* **The task**
Nothing should appear in the answer except the lines from the one containing "negative clicks: (859, 592) (554, 173)" through the end of the listing, repeated exactly.

* **Information supplied**
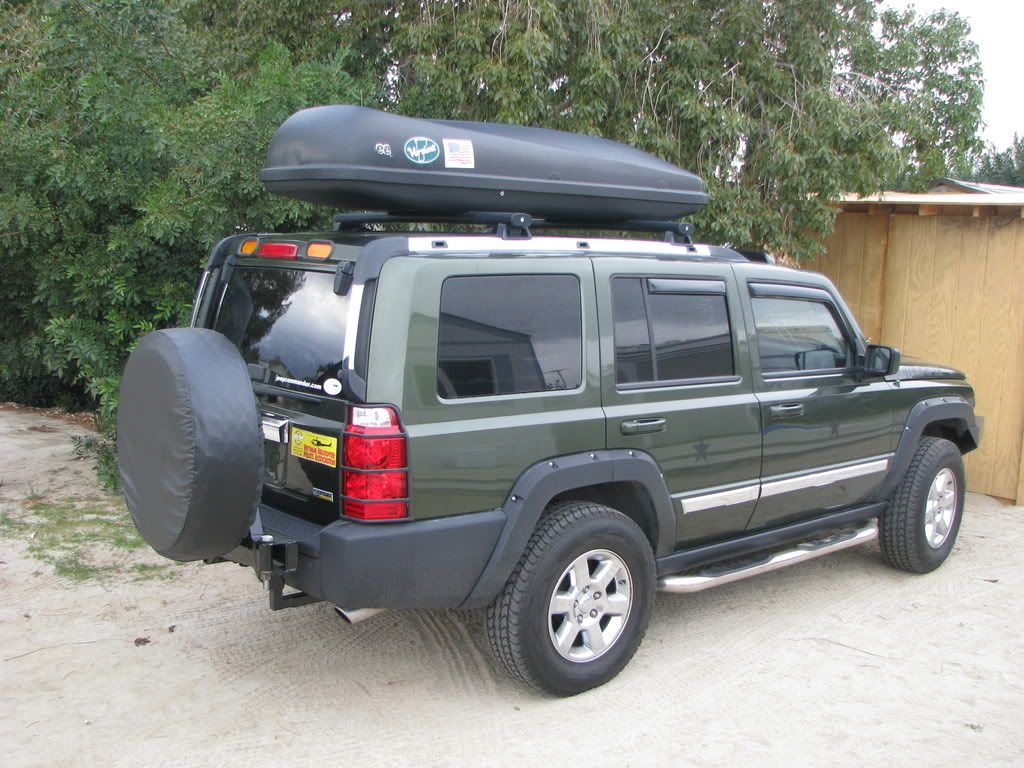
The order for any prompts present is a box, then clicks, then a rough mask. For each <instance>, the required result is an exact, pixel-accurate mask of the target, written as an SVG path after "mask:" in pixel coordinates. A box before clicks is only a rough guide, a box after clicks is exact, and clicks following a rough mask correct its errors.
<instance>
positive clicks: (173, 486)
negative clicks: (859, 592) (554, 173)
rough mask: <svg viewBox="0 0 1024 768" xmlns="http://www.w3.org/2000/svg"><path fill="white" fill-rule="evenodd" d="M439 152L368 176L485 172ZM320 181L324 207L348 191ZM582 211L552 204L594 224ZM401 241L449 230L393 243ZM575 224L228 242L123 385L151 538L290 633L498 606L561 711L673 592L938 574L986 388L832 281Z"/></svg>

* **Solution for this task**
negative clicks: (859, 592) (554, 173)
rough mask: <svg viewBox="0 0 1024 768" xmlns="http://www.w3.org/2000/svg"><path fill="white" fill-rule="evenodd" d="M439 152L368 176L485 172ZM320 181L324 207L348 191ZM582 211L552 204L594 224ZM401 241L449 230L393 243ZM575 224L228 242L123 385L151 538L290 633L498 606L561 711L673 592L938 574L986 388L832 281Z"/></svg>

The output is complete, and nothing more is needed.